## TASK TO COMPLETE
Output the records below again, precisely as they are written.

Point localization data:
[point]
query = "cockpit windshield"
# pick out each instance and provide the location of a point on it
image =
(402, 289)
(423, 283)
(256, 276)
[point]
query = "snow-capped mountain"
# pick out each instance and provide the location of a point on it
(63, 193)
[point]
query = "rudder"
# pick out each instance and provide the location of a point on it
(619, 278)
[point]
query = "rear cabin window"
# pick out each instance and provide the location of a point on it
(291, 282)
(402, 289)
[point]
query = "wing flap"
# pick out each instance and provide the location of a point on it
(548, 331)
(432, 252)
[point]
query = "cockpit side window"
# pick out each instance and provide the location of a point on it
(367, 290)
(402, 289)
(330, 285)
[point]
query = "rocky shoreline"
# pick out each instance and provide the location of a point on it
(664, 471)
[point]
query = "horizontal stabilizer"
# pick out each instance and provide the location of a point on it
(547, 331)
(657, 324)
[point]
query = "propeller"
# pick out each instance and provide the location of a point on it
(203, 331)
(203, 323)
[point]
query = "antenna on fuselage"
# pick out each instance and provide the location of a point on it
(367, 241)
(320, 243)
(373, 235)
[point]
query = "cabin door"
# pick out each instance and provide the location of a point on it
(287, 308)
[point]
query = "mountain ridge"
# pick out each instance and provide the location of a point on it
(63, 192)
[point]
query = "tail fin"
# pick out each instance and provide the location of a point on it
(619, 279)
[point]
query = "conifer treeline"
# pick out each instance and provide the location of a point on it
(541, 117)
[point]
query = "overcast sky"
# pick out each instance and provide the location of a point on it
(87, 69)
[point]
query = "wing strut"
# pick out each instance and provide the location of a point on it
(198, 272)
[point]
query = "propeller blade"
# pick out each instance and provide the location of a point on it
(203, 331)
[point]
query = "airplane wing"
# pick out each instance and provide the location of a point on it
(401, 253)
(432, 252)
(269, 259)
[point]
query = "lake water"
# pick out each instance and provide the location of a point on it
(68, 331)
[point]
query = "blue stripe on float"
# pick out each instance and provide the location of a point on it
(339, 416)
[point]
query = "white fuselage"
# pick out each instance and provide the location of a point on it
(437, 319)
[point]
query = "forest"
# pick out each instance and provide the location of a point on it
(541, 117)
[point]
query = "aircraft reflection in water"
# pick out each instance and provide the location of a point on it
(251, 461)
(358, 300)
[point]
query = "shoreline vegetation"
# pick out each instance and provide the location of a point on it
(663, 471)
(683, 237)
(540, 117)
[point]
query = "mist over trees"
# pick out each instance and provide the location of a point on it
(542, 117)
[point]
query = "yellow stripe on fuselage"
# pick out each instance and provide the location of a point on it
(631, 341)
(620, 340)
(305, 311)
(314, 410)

## TASK RESPONSE
[point]
query = "cockpit windshield"
# pick out each instance and provide the location of a point on it
image =
(402, 289)
(423, 283)
(256, 276)
[point]
query = "snow-capped mountain"
# pick out each instance and provide the location of a point on it
(63, 193)
[point]
query = "rudder"
# pick out each instance and provide the location of a point on it
(619, 278)
[point]
query = "rear cabin window"
# pick out each instance and provide the location of a point on it
(291, 282)
(402, 289)
[point]
query = "wing flap"
# pick out each instance and provide the location of a point on it
(548, 331)
(432, 252)
[point]
query = "cockpit side window"
# pick out each instance and provide the location of a point on it
(367, 290)
(402, 289)
(330, 285)
[point]
query = "rocky shoreline"
# pick out each instance and provide the location of a point on it
(664, 471)
[point]
query = "horizontal stabilizer"
# pick out each instance and provide the location of a point on it
(547, 331)
(657, 324)
[point]
query = "propeller"
# pick out each instance and provide the location of a point on it
(203, 331)
(203, 323)
[point]
query = "antenna on fuselage"
# pick out each instance and provide the location of a point on it
(367, 241)
(320, 243)
(373, 235)
[point]
query = "cabin door"
# pick out each instance and provide the location of a point on it
(287, 308)
[point]
query = "mountain ridge"
# pick out each instance and provide the location of a point on it
(63, 192)
[point]
query = "tail fin"
# pick out each instance and provide the location of a point on it
(619, 279)
[point]
query = "conifer treeline"
# pick out each instance and provide the location of a point on it
(541, 117)
[point]
query = "overcast sky"
# pick out each instance and provide the location of a point on it
(87, 69)
[point]
query = "wing strut"
# pick out each instance and provide the location of a point on it
(198, 272)
[point]
query = "propeller blade"
# pick out each instance and provide the location of a point on it
(203, 331)
[point]
query = "airplane wing"
# pick out each instance and provide the location of a point on it
(401, 253)
(432, 252)
(269, 259)
[point]
query = "lake water"
# pick out each instance and provide the location of a point on it
(68, 331)
[point]
query = "blue stripe on float"
# pick out each instance and provide the location of a point on it
(339, 416)
[point]
query = "white fuselage"
# pick out each instance and provide the location of a point on it
(437, 319)
[point]
query = "forest"
# pick out each instance and provide the location of a point on it
(541, 117)
[point]
query = "aircraft reflection in water"
# pick out each instance and provide the location of a point on it
(251, 461)
(358, 300)
[point]
query = "shoreline vegetation"
# pick out each instance and provide the location of a point on it
(663, 471)
(683, 237)
(540, 117)
[point]
query = "mist over trees"
# pick out each instance and provide the location of a point on it
(542, 117)
[point]
query = "yellow stripe on fuselage"
# pick out each instance and provide the location of a point on it
(631, 341)
(620, 340)
(305, 311)
(314, 410)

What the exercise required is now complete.